--- START ROWS ---

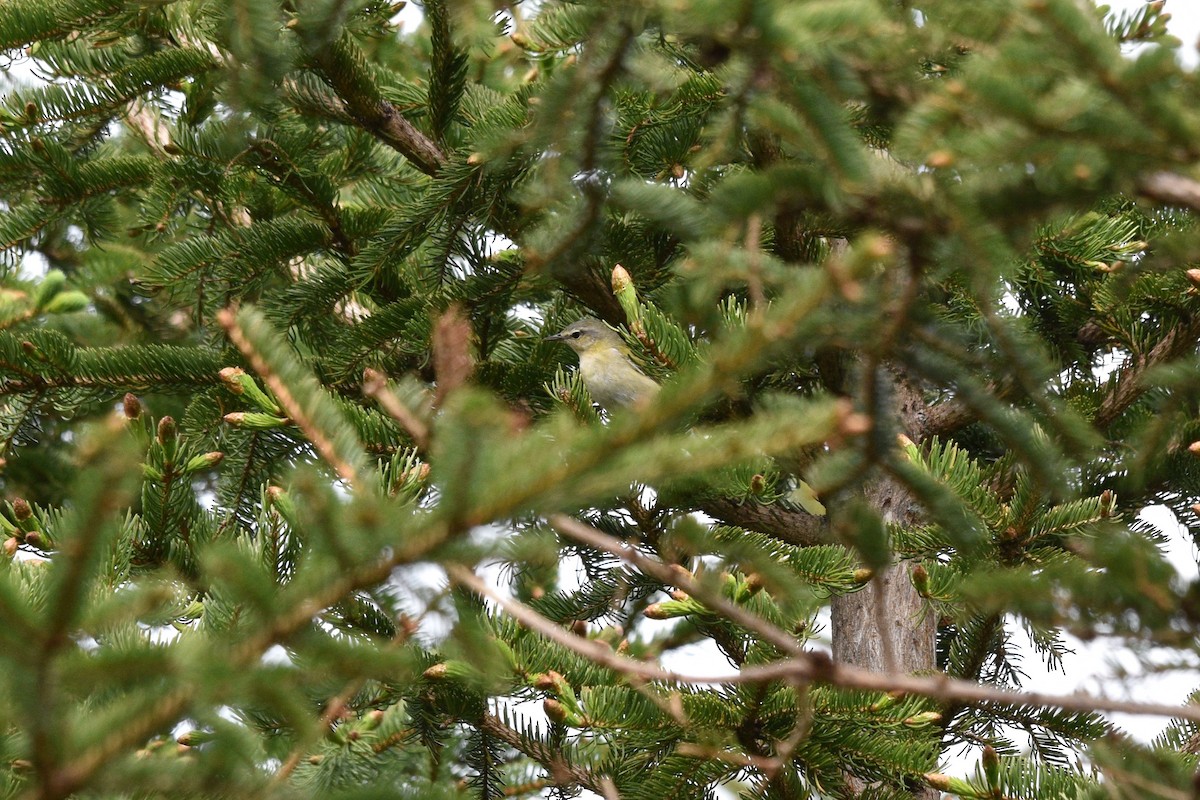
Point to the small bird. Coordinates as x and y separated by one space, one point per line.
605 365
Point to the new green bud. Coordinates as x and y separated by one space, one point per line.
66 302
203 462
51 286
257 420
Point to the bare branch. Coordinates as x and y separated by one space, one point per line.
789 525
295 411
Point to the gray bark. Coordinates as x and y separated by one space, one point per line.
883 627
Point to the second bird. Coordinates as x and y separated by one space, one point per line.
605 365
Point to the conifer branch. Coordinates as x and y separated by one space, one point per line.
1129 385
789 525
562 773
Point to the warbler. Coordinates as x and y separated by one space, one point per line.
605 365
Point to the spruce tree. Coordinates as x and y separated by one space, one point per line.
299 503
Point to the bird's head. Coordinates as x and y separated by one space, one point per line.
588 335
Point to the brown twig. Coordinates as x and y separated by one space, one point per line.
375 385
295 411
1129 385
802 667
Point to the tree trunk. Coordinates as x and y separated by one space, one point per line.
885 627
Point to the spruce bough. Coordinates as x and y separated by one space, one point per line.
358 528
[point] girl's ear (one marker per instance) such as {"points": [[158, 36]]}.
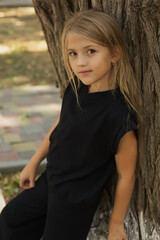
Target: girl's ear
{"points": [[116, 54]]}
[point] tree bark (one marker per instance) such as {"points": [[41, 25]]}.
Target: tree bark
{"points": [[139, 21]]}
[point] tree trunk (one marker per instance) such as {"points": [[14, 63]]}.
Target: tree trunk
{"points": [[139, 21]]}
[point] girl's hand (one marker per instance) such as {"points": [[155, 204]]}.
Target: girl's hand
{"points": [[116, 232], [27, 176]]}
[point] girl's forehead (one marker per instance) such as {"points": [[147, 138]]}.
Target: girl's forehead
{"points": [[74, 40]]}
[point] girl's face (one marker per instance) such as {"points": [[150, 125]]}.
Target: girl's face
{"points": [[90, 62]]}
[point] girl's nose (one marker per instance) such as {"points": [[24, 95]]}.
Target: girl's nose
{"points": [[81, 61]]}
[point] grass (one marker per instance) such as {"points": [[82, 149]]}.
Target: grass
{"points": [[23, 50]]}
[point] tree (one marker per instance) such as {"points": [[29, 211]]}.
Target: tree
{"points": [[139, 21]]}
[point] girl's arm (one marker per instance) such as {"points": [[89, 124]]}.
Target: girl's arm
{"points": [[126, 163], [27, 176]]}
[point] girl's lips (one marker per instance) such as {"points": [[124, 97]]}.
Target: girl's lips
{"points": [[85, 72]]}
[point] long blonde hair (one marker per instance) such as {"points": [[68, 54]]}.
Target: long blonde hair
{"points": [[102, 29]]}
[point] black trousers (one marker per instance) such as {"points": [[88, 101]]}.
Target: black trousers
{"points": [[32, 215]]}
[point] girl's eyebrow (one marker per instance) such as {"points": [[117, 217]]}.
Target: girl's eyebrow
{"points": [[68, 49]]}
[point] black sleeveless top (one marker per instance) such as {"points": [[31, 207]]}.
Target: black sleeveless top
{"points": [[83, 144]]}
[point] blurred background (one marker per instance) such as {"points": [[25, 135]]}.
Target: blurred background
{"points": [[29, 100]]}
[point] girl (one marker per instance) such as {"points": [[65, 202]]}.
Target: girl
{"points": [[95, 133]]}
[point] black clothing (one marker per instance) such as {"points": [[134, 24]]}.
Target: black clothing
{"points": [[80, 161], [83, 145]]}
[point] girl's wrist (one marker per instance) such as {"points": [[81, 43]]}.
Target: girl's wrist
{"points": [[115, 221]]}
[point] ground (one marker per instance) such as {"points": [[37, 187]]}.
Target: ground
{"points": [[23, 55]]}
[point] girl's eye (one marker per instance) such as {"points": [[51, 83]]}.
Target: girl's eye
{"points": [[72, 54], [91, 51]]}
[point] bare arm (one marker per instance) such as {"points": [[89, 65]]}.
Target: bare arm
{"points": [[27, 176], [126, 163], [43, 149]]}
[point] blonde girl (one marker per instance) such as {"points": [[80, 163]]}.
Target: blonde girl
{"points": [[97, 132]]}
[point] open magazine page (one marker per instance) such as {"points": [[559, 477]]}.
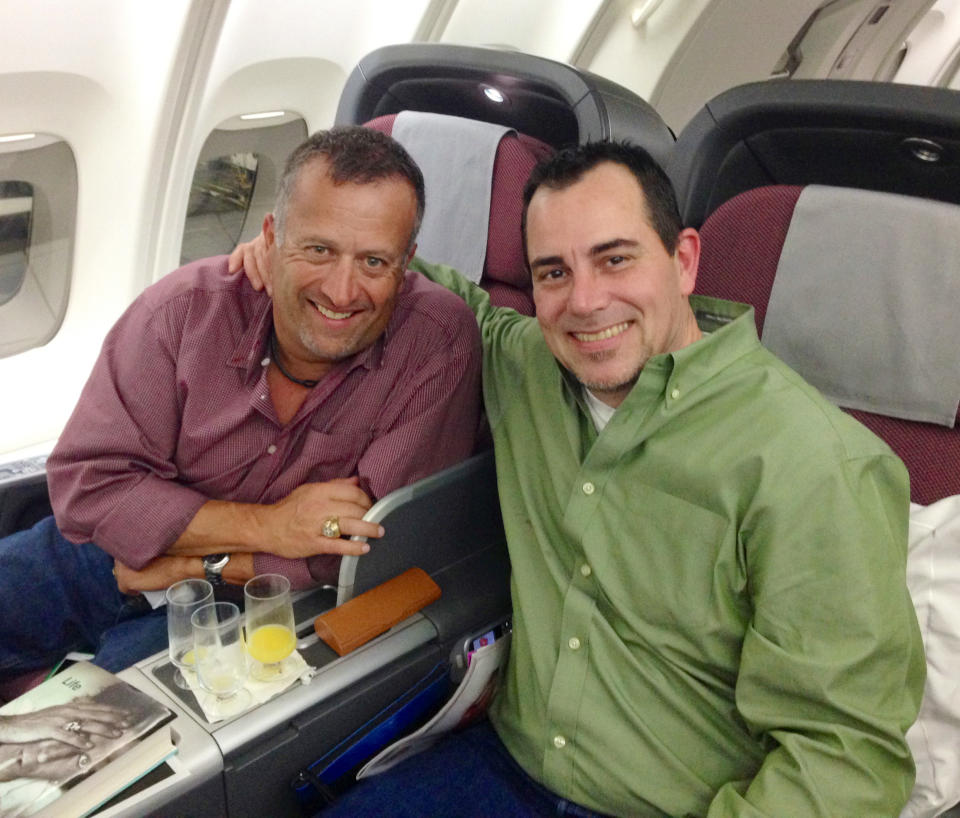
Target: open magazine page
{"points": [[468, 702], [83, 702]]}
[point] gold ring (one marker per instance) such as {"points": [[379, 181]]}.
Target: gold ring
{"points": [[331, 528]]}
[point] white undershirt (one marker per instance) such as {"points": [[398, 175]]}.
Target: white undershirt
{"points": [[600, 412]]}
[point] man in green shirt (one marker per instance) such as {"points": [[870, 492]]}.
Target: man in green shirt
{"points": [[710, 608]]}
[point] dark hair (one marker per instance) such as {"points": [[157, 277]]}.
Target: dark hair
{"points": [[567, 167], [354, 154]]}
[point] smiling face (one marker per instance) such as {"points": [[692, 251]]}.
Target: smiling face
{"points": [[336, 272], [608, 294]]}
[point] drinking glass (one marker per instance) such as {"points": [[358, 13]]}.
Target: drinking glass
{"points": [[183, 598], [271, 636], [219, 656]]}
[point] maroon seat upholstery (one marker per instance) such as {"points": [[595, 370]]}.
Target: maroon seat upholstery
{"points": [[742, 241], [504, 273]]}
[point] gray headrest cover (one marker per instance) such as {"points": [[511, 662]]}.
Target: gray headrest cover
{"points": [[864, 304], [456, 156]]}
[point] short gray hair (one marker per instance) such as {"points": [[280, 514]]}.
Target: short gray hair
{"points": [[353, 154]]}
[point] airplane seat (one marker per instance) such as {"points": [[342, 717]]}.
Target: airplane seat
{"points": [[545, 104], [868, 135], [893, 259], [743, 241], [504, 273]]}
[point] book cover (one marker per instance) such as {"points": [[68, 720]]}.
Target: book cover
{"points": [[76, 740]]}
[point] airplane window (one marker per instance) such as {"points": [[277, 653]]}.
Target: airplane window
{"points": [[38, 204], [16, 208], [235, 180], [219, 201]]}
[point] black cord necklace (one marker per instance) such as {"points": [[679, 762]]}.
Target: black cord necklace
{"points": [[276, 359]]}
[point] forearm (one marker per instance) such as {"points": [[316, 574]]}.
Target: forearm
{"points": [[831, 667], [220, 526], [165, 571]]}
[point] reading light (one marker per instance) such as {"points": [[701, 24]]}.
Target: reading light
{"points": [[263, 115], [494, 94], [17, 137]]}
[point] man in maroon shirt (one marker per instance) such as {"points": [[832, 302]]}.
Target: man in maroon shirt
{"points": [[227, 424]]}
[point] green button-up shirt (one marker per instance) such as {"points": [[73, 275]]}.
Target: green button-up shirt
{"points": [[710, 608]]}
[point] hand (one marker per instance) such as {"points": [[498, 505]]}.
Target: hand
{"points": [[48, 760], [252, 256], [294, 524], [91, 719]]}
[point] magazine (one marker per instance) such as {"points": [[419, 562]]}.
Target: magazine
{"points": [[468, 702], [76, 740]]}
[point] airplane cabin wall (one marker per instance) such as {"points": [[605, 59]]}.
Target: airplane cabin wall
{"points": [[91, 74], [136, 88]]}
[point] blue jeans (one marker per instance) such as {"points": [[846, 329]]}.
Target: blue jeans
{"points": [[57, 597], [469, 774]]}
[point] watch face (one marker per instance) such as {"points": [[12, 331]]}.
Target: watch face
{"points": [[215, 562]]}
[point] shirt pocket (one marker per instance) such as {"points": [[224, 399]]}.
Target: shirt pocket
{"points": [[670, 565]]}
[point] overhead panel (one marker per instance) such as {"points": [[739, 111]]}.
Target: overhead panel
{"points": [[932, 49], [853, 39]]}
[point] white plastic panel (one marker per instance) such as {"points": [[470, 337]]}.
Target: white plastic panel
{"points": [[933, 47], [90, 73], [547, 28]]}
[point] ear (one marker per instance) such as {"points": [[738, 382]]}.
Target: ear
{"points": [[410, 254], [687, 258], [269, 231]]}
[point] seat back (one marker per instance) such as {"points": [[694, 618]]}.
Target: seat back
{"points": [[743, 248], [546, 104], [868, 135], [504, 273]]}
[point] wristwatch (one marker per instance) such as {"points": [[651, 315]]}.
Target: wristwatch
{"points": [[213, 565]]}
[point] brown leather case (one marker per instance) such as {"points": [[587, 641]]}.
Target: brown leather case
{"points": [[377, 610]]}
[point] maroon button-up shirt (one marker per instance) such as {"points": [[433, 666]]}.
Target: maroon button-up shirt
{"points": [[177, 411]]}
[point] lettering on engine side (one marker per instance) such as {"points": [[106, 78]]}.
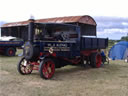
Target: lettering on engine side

--- END ROWS ---

EXERCISE DIRECTIONS —
Write down exactly the lines running from the line with "[point] blue jeans" through the end of the material, both ends included, and none of the pictures.

TASK RESPONSE —
[point] blue jeans (one marker per instance) such as {"points": [[846, 329]]}.
Target: blue jeans
{"points": [[57, 597], [469, 774]]}
[point] watch face (one marker per instance) such as {"points": [[12, 331]]}.
Target: watch face
{"points": [[215, 562]]}
[point] shirt pocket (one marker per instance) such as {"points": [[224, 399]]}.
Target: shirt pocket
{"points": [[670, 565]]}
[point] overhead panel (one marker per instance) such as {"points": [[739, 111]]}.
Target: overhead panel
{"points": [[932, 49], [853, 39]]}
[point] white plastic panel (one marker per instance) such as {"points": [[470, 337]]}.
Target: white plastic panel
{"points": [[933, 47], [90, 73], [547, 28]]}
[point] ear (one marker per instance) such as {"points": [[738, 382]]}.
Target: ear
{"points": [[410, 254], [687, 258], [269, 231]]}
[point] seat back (one marker per instance) such as {"points": [[694, 618]]}.
Target: seat back
{"points": [[743, 248], [546, 104], [868, 135], [504, 273]]}
[point] wristwatch (one marker per instance) such as {"points": [[651, 315]]}.
Target: wristwatch
{"points": [[213, 565]]}
[point] brown leather case (one marker per instance) such as {"points": [[587, 641]]}.
Target: brown leather case
{"points": [[377, 610]]}
[point] maroon button-up shirt (one marker per instance) such as {"points": [[433, 666]]}.
Target: maroon button-up shirt
{"points": [[177, 411]]}
[point] lettering on engine side (one marker per instance) such as {"points": [[106, 78]]}.
Target: lettering on engine side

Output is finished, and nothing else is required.